◆ Written problem
Revise the material from the line containing "Please trace the outline of every instance of the <item>red" down to the end of the material, replacing "tiled" with "shingled" and leaving everything else unchanged.

◆ Contour annotation records
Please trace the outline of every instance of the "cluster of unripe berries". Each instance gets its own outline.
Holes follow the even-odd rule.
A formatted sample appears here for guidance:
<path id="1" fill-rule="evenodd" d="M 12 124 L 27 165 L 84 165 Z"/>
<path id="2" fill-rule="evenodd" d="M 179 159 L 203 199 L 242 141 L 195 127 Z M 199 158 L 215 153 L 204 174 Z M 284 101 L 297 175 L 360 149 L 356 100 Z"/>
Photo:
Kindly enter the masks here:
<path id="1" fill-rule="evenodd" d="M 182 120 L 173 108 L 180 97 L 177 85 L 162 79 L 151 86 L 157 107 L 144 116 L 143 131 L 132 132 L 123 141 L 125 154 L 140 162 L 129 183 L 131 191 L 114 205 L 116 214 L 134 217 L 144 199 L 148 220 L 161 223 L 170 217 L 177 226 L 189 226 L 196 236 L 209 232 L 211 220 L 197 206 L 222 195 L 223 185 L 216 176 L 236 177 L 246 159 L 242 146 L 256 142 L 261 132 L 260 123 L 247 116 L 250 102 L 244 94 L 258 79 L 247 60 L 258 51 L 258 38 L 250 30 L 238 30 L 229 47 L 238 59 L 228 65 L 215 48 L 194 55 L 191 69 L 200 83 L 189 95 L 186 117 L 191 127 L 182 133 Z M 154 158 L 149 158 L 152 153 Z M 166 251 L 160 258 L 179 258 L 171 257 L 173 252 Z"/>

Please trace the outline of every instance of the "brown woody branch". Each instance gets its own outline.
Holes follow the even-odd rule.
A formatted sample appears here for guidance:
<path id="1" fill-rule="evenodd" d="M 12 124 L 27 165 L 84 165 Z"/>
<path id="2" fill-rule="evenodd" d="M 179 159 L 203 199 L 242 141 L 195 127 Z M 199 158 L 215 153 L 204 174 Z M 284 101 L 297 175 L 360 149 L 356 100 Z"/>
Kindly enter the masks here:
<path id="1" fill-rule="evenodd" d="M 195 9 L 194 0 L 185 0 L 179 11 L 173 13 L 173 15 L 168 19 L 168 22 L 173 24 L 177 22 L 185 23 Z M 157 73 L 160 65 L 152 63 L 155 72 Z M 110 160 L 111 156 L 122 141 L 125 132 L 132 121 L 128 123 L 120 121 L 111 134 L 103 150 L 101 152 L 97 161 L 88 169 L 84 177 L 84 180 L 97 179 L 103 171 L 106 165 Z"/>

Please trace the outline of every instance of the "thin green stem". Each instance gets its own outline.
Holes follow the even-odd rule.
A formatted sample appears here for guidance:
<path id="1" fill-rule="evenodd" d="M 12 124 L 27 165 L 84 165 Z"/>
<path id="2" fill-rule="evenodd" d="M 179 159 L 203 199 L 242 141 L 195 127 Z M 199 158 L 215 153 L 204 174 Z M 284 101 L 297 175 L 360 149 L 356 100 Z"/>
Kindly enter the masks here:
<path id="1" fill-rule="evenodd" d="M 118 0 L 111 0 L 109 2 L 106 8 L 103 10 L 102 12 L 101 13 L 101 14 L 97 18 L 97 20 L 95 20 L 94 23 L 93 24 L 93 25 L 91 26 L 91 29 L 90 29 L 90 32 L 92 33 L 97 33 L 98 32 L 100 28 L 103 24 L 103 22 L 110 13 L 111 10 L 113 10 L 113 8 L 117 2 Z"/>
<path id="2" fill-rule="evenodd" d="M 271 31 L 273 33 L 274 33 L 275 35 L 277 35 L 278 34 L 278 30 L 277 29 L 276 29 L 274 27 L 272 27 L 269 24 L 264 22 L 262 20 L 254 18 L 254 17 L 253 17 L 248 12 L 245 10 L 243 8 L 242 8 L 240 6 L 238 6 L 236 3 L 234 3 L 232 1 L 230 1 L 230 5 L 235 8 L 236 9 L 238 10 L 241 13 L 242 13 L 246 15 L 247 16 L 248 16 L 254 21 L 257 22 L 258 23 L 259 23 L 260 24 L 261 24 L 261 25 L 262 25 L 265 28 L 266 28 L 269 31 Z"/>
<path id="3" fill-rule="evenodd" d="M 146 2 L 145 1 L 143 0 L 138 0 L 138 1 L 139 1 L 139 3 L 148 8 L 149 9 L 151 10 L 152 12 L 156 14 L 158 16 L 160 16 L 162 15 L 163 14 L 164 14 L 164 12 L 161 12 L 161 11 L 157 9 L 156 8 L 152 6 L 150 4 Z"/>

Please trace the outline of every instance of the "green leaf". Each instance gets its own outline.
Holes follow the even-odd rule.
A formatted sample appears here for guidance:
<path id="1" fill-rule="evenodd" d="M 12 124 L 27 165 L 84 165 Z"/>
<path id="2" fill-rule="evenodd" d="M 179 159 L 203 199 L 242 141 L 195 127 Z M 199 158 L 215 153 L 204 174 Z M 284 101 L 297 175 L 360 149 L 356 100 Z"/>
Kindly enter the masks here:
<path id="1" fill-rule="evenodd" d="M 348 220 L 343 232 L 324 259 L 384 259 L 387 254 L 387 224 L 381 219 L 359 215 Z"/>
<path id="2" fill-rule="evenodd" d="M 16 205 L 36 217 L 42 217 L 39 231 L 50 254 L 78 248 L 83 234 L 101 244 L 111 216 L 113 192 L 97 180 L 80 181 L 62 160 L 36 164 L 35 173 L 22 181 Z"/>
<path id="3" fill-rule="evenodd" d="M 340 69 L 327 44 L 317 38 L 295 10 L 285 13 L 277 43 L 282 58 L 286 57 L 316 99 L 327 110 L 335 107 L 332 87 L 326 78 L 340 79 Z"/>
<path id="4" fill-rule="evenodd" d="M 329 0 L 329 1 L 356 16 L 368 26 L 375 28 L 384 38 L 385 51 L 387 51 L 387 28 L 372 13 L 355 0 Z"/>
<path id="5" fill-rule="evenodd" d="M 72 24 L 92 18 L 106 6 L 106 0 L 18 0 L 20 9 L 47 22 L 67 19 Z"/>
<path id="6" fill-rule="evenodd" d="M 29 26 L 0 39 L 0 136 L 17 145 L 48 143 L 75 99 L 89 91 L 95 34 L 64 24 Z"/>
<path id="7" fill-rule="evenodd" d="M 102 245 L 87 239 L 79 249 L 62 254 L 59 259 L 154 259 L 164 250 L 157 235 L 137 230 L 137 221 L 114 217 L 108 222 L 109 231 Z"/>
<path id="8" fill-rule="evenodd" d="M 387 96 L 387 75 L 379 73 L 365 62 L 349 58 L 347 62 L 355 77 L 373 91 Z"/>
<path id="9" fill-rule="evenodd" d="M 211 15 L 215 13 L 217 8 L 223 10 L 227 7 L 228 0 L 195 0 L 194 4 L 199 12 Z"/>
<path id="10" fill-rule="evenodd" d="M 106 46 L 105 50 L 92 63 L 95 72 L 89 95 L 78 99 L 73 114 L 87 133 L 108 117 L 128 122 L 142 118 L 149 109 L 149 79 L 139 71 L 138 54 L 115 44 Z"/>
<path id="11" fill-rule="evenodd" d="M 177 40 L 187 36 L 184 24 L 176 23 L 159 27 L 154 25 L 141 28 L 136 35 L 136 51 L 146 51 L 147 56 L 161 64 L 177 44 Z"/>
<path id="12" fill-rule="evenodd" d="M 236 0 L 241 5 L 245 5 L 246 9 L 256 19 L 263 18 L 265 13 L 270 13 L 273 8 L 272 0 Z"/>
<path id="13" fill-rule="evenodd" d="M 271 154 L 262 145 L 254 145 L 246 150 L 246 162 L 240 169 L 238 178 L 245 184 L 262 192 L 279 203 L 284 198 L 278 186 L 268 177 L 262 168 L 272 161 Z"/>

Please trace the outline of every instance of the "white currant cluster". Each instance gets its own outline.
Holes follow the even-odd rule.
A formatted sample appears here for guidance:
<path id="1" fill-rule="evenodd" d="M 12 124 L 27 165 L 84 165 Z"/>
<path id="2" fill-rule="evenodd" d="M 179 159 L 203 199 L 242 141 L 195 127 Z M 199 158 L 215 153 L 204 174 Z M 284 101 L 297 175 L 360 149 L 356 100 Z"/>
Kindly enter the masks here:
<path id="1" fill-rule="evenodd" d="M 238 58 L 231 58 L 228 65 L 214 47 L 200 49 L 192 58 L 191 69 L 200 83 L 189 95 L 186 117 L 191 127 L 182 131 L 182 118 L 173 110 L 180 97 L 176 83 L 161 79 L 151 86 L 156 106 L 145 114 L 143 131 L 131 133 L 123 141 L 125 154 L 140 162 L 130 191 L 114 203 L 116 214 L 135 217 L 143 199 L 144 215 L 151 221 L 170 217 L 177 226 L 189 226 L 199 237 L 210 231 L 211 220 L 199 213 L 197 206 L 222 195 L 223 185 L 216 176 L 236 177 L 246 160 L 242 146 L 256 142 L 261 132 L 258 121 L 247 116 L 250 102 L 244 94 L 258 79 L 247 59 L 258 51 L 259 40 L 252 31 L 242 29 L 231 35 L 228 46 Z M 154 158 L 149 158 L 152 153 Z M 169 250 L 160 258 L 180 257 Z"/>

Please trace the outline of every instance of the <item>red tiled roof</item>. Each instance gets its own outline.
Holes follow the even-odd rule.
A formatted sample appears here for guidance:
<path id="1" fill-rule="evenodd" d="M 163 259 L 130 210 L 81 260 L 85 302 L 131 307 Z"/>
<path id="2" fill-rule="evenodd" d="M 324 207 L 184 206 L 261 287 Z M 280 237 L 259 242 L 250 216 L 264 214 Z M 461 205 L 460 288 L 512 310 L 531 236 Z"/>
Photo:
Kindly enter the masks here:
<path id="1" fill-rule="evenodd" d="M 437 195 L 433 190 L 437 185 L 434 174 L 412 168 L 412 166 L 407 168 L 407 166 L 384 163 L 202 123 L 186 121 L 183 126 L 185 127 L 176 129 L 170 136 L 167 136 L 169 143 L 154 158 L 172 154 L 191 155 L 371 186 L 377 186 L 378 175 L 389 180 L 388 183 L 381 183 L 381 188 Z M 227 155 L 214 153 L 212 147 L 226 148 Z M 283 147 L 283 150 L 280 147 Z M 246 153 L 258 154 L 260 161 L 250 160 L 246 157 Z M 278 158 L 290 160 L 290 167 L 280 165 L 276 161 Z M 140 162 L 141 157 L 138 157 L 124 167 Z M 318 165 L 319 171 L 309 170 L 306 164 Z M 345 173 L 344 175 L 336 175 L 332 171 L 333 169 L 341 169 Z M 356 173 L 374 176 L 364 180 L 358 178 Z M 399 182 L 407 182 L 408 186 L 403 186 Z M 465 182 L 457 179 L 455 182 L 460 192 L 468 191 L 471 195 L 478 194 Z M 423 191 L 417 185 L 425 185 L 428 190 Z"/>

◆ Exercise output
Please trace the outline of every instance of the <item>red shingled roof</item>. Each instance gets its own outline.
Holes follow the even-odd rule.
A formatted sample appears here for guidance:
<path id="1" fill-rule="evenodd" d="M 163 259 L 130 210 L 81 260 L 85 302 L 131 307 Z"/>
<path id="2" fill-rule="evenodd" d="M 324 207 L 184 206 L 261 287 Z M 280 237 L 259 242 L 250 216 L 264 214 Z M 461 205 L 460 288 L 512 310 L 531 236 Z"/>
Photo:
Kindly enter the masks here:
<path id="1" fill-rule="evenodd" d="M 437 195 L 433 190 L 437 185 L 434 174 L 412 168 L 412 166 L 407 168 L 407 166 L 384 163 L 202 123 L 186 121 L 183 126 L 185 127 L 176 129 L 170 136 L 167 136 L 169 143 L 154 158 L 172 154 L 191 155 L 371 186 L 377 186 L 378 175 L 389 180 L 388 183 L 381 183 L 381 188 Z M 227 155 L 214 153 L 212 147 L 226 148 Z M 283 147 L 283 150 L 280 147 Z M 246 153 L 258 154 L 260 161 L 250 160 L 246 157 Z M 278 158 L 290 160 L 290 167 L 280 165 L 276 161 Z M 140 162 L 141 157 L 138 157 L 124 167 Z M 318 165 L 319 171 L 309 170 L 306 164 Z M 345 173 L 344 175 L 336 175 L 332 171 L 333 169 L 341 169 Z M 356 173 L 374 176 L 364 180 L 358 178 Z M 399 182 L 407 182 L 408 186 L 403 186 Z M 465 182 L 457 179 L 455 182 L 460 192 L 468 191 L 471 195 L 478 194 Z M 423 191 L 417 185 L 425 185 L 428 190 Z"/>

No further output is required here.